WHAT TO PRODUCE. Please revise the material below, replacing "evaluation benchmark" with "validation set" everywhere and leaving all else unchanged. Leave the pictures out of your answer.
━━━━━ ENTRIES PROVIDED ━━━━━
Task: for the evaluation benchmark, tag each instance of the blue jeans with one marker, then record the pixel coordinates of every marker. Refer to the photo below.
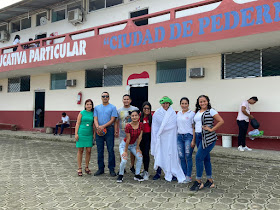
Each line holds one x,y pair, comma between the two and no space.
132,149
62,128
203,156
109,138
185,152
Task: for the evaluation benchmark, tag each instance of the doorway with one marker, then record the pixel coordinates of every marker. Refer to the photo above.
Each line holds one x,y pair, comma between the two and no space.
139,95
39,111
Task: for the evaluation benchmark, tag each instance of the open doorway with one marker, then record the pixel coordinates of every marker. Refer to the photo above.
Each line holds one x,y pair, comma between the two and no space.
39,111
139,95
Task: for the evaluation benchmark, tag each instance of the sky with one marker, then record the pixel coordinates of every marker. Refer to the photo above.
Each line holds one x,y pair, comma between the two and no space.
5,3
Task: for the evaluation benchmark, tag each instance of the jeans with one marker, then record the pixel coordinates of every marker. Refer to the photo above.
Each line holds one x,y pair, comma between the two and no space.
203,156
109,138
243,128
62,127
185,152
37,121
145,145
132,149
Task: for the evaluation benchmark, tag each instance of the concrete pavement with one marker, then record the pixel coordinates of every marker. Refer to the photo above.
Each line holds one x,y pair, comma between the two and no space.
40,174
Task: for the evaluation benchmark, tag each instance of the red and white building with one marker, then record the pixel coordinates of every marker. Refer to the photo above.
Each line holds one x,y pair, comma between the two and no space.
226,49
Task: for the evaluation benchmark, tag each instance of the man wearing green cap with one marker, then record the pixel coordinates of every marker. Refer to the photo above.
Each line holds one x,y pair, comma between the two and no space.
164,142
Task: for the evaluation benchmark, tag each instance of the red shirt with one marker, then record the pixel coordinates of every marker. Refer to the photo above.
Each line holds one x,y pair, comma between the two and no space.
134,133
147,127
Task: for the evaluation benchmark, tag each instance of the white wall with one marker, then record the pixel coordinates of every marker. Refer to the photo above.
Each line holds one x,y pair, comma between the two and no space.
225,95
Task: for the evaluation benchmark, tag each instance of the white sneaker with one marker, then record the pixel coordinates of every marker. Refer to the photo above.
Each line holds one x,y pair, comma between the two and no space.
146,175
247,148
241,149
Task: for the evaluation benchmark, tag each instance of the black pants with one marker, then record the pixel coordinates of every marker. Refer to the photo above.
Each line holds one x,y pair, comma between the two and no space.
243,128
62,128
145,145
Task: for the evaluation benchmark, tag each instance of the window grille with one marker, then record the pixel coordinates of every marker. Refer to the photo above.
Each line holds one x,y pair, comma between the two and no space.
104,77
58,81
25,23
113,76
257,63
38,18
140,13
19,84
171,71
58,15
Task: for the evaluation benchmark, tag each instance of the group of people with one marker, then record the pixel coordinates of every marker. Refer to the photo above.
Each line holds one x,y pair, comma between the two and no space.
171,138
17,41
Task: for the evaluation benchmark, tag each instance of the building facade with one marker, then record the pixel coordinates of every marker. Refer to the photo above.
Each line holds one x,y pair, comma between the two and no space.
225,49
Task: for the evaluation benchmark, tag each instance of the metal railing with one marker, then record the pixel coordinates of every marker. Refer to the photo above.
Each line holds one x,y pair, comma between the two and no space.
68,37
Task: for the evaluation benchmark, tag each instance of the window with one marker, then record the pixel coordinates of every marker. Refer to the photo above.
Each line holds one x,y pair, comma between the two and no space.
112,77
25,23
41,19
58,81
245,64
21,24
3,28
75,5
15,26
99,4
19,84
140,13
58,15
171,71
257,63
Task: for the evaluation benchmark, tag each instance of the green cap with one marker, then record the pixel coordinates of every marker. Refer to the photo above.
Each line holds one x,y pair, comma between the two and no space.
166,99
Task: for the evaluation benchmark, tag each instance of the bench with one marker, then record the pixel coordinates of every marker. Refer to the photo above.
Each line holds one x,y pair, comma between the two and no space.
6,126
236,135
71,127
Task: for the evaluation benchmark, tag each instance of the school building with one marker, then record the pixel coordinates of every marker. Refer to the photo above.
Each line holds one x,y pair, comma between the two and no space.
226,49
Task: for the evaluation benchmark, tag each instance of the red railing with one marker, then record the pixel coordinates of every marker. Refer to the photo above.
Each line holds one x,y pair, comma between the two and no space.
96,29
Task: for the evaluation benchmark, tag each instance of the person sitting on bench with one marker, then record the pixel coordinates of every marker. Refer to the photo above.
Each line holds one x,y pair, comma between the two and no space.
64,123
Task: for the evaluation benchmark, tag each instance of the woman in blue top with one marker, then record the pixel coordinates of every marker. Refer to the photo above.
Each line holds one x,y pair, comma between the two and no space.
205,137
84,135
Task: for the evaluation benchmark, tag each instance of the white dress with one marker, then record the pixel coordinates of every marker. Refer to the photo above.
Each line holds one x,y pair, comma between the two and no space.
164,144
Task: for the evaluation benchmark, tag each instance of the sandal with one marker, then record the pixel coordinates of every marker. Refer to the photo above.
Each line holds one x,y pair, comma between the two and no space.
80,173
88,171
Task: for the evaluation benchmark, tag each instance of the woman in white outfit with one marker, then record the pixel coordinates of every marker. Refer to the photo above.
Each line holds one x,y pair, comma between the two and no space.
164,142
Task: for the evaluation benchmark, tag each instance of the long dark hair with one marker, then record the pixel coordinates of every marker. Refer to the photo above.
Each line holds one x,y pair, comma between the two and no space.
142,113
17,37
197,107
89,100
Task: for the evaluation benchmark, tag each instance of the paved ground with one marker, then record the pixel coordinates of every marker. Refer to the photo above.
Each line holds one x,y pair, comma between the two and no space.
36,174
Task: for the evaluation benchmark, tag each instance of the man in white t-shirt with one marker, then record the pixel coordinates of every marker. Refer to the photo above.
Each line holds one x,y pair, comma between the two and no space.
122,120
63,123
243,119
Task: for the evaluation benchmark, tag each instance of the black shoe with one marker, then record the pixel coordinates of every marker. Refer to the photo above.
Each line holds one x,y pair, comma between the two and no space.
156,177
209,184
138,178
174,178
124,172
120,179
112,173
132,169
99,172
196,186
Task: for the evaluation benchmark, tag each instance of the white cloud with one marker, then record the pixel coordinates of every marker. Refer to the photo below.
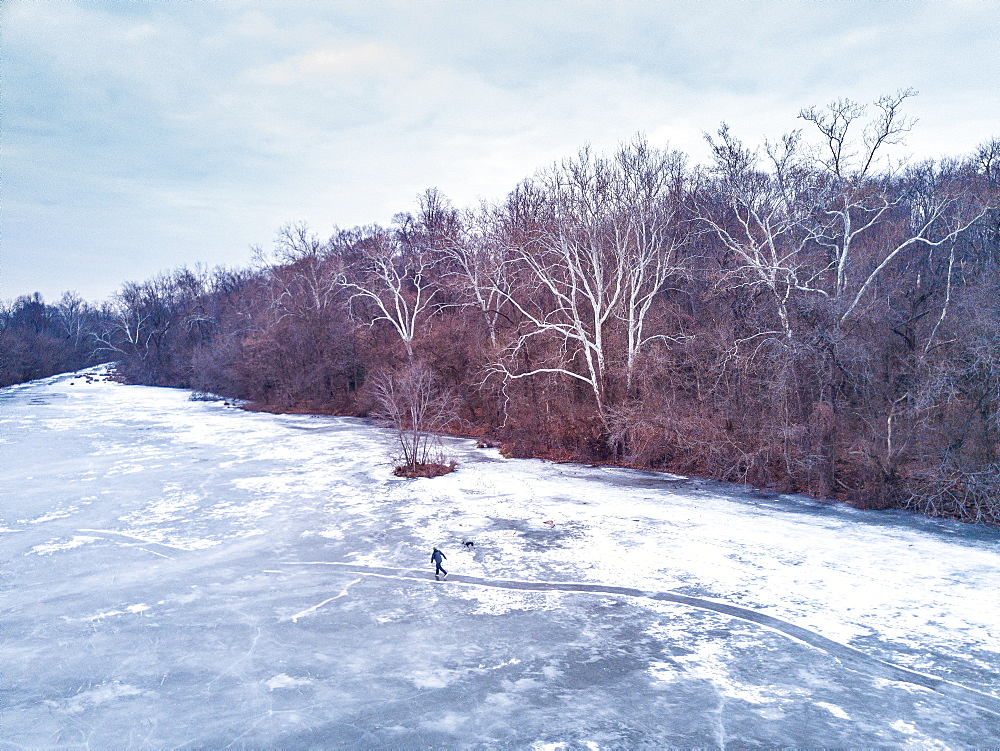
━━━━━
RESULT OF THE EXERCISE.
Task: for the validation set, tag each instance of the blue jeans with one marker, then record the pixel coordinates of every marker. Refer to the photo below.
Each line holds one x,y pair, comma between the two and no space.
132,149
62,128
203,156
109,138
185,152
Task: for the validation set, tag each instance of the doorway with one marker, then record the pixel coordinates of every marker. Refer to the photo above.
Each line holds one x,y pair, comma between the two and no space.
139,95
39,111
Task: for the validation set, tag each instance of the open doorway with one marker, then record the pixel coordinates of every marker. Refer to the photo above.
Each line holds one x,y pair, comma between the two and no space.
39,111
139,95
Task: for the validation set, tag each instance of the sky with one marker, then record the pixel coordinates of every marker. Refer to the photo above.
Each line holds one x,y pair, comma between the two and no space.
5,3
Task: for the validation set, tag each instance of the jeans with one marker, then record the pixel coordinates of every marker. Refer to the photo above.
Each line holds one x,y pair, comma between the two and no space.
203,156
109,138
243,128
62,127
185,152
37,121
145,145
132,149
Task: for the validation set, tag each instance of the concrete pavement with one marker, then record the pixel coordinates of every marker. Refer to the photo above.
Each line holds one x,y pair, comma between the two and no space.
40,174
Task: for the validation set, tag each instance of the red and white building with one marker, then record the pixel coordinates of every marker. Refer to the photo above.
Each line holds one x,y pair, comma between the two and no space.
226,49
Task: for the validation set, tag each instance of the man wearing green cap with one marker, then record the pixel coordinates of every marker. Refer to the photo above.
Each line holds one x,y pair, comma between the two and no space.
164,142
Task: for the validation set, tag each instance of the red shirt with one marker, then record the pixel coordinates of every marker. Refer to the photo above.
Each line holds one x,y pair, comma between the two and no space.
134,133
147,127
Task: for the validation set, tag each instance of the white wall with one marker, then record the pixel coordinates of every marker. Refer to the photo above.
Each line holds one x,y pair, comma between the two and no space.
225,95
Task: for the validation set, tag each instance of the white sneaker with one marker, then record the pixel coordinates of every marker. Refer to the photo above.
Each line holds one x,y pair, comma between the two and no space.
146,175
247,148
241,149
Task: for the validation set, tag each instance of the black pants with one marker, then record the pixel coordinates of every marker. Refer to the photo above.
Each line holds one x,y pair, comma between the two and no space.
243,128
62,128
145,145
Task: for the validation set, tag each instance of the window grille with one marker, then record the pixel coordinates of every marker. Refer to the photo above.
Each line holds one x,y pair, comma between the two and no space.
104,77
58,81
25,23
113,76
257,63
38,18
140,13
19,84
171,71
58,15
Task: for the validation set, tag each instance of the group of people with one marker, then record the pixel coordinates of every marker. Refer to the photo above.
Each line holds one x,y pair, comma between the two and no space.
171,138
17,41
Task: for the validation set, tag each instance of the building facade with one marker, then record the pixel coordinates of every marker. Refer to the photo above.
Each line holds one x,y pair, comma between the two and no space.
225,49
Task: for the validation set, tag each instance of the metal railing with one marker, then record the pixel coordinates of every marker. Refer to the photo above.
Each line holds one x,y pair, comma between the two and no space.
68,37
Task: for the validation set, tag each instance of the window with one marker, then record the pixel coordinates of every marker. Refer to the photo above.
Each line holds one x,y pair, comma between the two and no space.
112,77
25,23
41,19
58,81
245,64
21,24
3,28
75,5
15,26
99,4
19,84
140,13
58,15
171,71
257,63
Task: for the validation set, tag each instance of the green cap with one marker, then record the pixel coordinates of every marker. Refer to the photo above.
Each line holds one x,y pair, comma between the two and no space.
166,99
Task: for the validation set, tag each instance of the bench with one marker, then record the pixel coordinates of every marker. Refer to the photo above.
Each line holds one x,y pair, comma between the two and no space.
6,126
236,135
71,127
Task: for the validation set, tag each instance of the school building with one marker, then record the pixel coordinates of every marker. Refer to the photo above.
Each line holds one x,y pair, comma between the two and no space.
226,49
Task: for the validation set, tag each instance of the red railing with one marker, then record the pixel coordinates of every marker. Refer to the photo above.
Each line holds one x,y pair, comma between the two and no space.
96,29
Task: for the validation set, tag each instance of the person sitting on bench with one marker, then record the pixel coordinates of every marker. Refer to the photo above.
Each line holds one x,y pair, comma between the two and no space.
64,123
Task: for the validation set, tag each instance of the woman in blue top with one marker, then record the pixel coordinates of every marker. Refer to the photo above.
Each line holds one x,y pair, comma between the two and no space.
205,137
84,135
Task: for the validation set, tag each instance of the white dress with one marker, then record the pixel coordinates of every marker. Refer to the photo above.
Each line holds one x,y pair, comma between the two and no space.
164,144
Task: for the validation set, tag each instance of the sandal with one marker, then record the pixel coordinates of every marker. Refer to the photo above.
Each line holds one x,y pair, comma between the two and no space.
80,173
88,171
Task: for the validation set, tag each instance of the woman in white outfit with one marker, then record the pixel coordinates of every marker. Refer to the photo above.
Each line holds one x,y pair, comma between the two and no space.
164,142
Task: for the validation set, tag each instance of the long dark hair with one marker, then record the pixel coordinates of every marker. Refer to the photo above.
Each line holds one x,y pair, comma between the two and no space.
142,113
17,37
197,107
89,100
Task: for the validation set, tag each instance of the paved ground with one marker, then record the pixel coordinates of every marker. Refer to the photo above.
Each line holds one x,y pair, comma between the two and no space.
36,174
Task: for the validation set, tag each instance of the man in white t-shirt with one marker, then record the pixel coordinates of every marker. Refer to the photo above.
Each line holds one x,y pair, comma between the two and no space.
122,120
63,123
243,119
Task: for the validation set, tag each instance of the black shoe with one marker, then record the pixel coordinates of every marker. Refer to the photo above.
Each line holds one x,y pair, comma between the two and no space.
156,177
209,184
138,178
174,178
124,172
120,179
112,173
132,169
99,172
196,186
Task: for the validation set, tag each instance of the white cloud with one marker, then record the pixel coordinates of every marker. Refer to the photo below.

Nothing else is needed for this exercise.